恭誉建設、汚染土壌と戦い続ける/社運を賭けた新製品


目標を持ち続ける山下社長

目標を持ち続ける山下社長


 恭誉建設(相模原市中央区陽光台)の山下操社長の経歴は異色だ。菓子問屋、重機のメンテナンス技術者、そして建設会社…。大手ゼネコンの下で仕事をしていたときは、中東やアフリカでの仕事も経験した。湾岸戦争直前までイラクにいた。帰国後も経営者として、会社の栄枯盛衰も嫌というほど経験した。そんな山下社長が辿り着いた道が、環境ビジネスだった。汚染土壌をきれいにしたい―。そのことがライフワークになった。現在76歳。「目標を持ち続けることが原動力」とする山下社長。開発した「汚染土壌改良材」を広めるため、各地を飛び回っている。(千葉 龍太)

■上京への思い

 山下社長は、熊本県天草市の出身。学生時代の成績は上位だった。地元高校に進学するが、2年生で中退する。「テスト勉強だけのために学校に通いなくなくなった」と、活躍できる〝居場所″を探した。
 それからは、地元の菓子店に入った。菓子職人として修行。4年後、山下社長は、自分の店を構える。といっても、キャンディーの専門店だ。他地域の菓子店に卸す「製造問屋」にした。「小さな菓子店であるより、広く商売がしたい。それで問屋になりました」と山下社長は振り返る。
 商売は順調だった。とはいえ、20歳を過ぎたばかり。野心も大きい。腰を据えるには、若すぎた。〝東京″に対する憧れも強かった。そして、ついに店をたたんで、上京を目指すことにした。
 大阪市内の土木建築業者で数年間勤務した後、東京オリンピックが開催された1964年、念願の上京を果たした。
 就職先は、川崎の重機関連業者。建設現場で使う油圧ショベルの販売や保守を主力業務としていた。菓子職人だった山下社長にとって、機械は畑違い。ただ、がむしゃらに仕事をしていくなかで、自然と技術を身につけた。入社して1年半。気づけば、現場の班長になっていた。
 だが、もともと、自分の店を持つほど、独立心が強かった。どんなに出世しても、サラリーマンでは満足できなかった。上京して4年。「恭誉重機」をスタートさせた。得意先が愛川町にあったため、相模原市内で起業した。 

■海外との往復

 最初は、以前いた会社と同じく、油圧ショベルなどの修理を行っていたが、それだけでは拡大は見込めない。翌年には現在の「恭誉建設」に変え、大手建設会社からの工事を請け負う。

:::::

— 課題 —
恭誉建設の記事を、最後の文に続けて書き進めよ。 データは恭誉建設の記事とは別の資料である。

— 保存データ —
:::::

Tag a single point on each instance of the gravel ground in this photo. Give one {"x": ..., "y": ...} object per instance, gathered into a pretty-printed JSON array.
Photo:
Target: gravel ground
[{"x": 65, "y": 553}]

:::::

— 回答 —
 時は高度成長期。当時首相だった田中角栄氏の「日本列島改造論」の時代だ。道路やビルの建設ラッシュが起こっていた。
 恭誉建設も、成田空港の建設工事に携わるなど、ゼネコンの下請けとして着実に成長した。最盛期には売上高40億円を突破した。
 活躍の場も海外に広がった。イラクの発電所や病院建設、アフリカのニジェール共和国のウラン鉱石採掘工事…。日本と海外を往復する日々が10年以上も続いた。「湾岸戦争直前までイラクにいました。帰国が一歩遅かったら、危うく人質になるところでしたよ」

■転換迫られる

 しかしながら、バブル崩壊とともに、国内での受注は減少の一途をたどる。どの時代も、景気が悪くなると、真っ先に煽りを受けるのは、下請け企業だ。
 落ち込みを目にしながら、山下社長が考えたのが〝脱下請け″。それも業態を大きく変える必要があった。
 着目したのが土壌汚染だった。長く土木工事に携わってきただけに、「いずれは汚染が社会問題となる」と感じていた。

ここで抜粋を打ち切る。